====== Material supplied ======
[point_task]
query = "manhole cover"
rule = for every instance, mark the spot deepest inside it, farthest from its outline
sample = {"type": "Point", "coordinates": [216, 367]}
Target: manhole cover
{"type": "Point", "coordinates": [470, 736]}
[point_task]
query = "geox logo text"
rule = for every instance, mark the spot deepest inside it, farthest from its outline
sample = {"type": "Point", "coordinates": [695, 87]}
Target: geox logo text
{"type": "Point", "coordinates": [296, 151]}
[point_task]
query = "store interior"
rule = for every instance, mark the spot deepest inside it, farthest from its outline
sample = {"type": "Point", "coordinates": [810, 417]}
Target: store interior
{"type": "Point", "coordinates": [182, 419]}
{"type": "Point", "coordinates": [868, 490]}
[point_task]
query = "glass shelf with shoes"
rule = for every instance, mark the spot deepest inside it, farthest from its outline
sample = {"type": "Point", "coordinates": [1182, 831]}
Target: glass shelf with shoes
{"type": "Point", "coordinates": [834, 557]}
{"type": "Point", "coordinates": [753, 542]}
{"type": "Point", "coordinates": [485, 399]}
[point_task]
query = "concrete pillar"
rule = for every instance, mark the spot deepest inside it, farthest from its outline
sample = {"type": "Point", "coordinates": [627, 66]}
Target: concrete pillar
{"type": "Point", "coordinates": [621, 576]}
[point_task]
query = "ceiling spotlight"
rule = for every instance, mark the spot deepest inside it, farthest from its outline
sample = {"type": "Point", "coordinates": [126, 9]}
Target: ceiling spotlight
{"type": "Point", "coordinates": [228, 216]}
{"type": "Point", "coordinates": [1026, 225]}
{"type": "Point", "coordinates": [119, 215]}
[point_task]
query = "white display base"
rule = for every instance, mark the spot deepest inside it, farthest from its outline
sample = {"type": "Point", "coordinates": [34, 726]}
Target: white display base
======
What is needed →
For this exercise, retype the entire listing exactly.

Task result →
[point_task]
query = "manhole cover"
rule = for every instance, mark the spot deepest inside it, farthest from its outline
sample = {"type": "Point", "coordinates": [216, 367]}
Target: manhole cover
{"type": "Point", "coordinates": [470, 736]}
[point_task]
query = "geox logo text"
rule = for every instance, mark the spot deepest inside it, farthest from its outline
sample = {"type": "Point", "coordinates": [695, 87]}
Target: geox logo text
{"type": "Point", "coordinates": [296, 151]}
[point_task]
query = "store interior"
rule = for every instance, mark the spot deepest inside it, farthest from its outline
sample = {"type": "Point", "coordinates": [810, 417]}
Target: store interior
{"type": "Point", "coordinates": [182, 419]}
{"type": "Point", "coordinates": [868, 490]}
[point_task]
query = "glass shelf with shoes"
rule = for every instance, mark the spot deepest inside it, farthest from its outline
sample = {"type": "Point", "coordinates": [1182, 831]}
Target: glass shelf with shoes
{"type": "Point", "coordinates": [834, 557]}
{"type": "Point", "coordinates": [753, 542]}
{"type": "Point", "coordinates": [485, 399]}
[point_task]
query = "concrete pillar"
rule = for every instance, mark the spot deepest inside it, farthest from its outline
sample = {"type": "Point", "coordinates": [627, 66]}
Target: concrete pillar
{"type": "Point", "coordinates": [621, 576]}
[point_task]
query = "ceiling spotlight"
rule = for every instance, mark the spot deepest inside it, farthest from its outline
sample = {"type": "Point", "coordinates": [126, 9]}
Target: ceiling spotlight
{"type": "Point", "coordinates": [228, 216]}
{"type": "Point", "coordinates": [1026, 225]}
{"type": "Point", "coordinates": [119, 215]}
[point_task]
query = "white display base"
rule = for every instance, mark the spot deepest inside it, farthest from its outline
sample = {"type": "Point", "coordinates": [34, 726]}
Target: white display base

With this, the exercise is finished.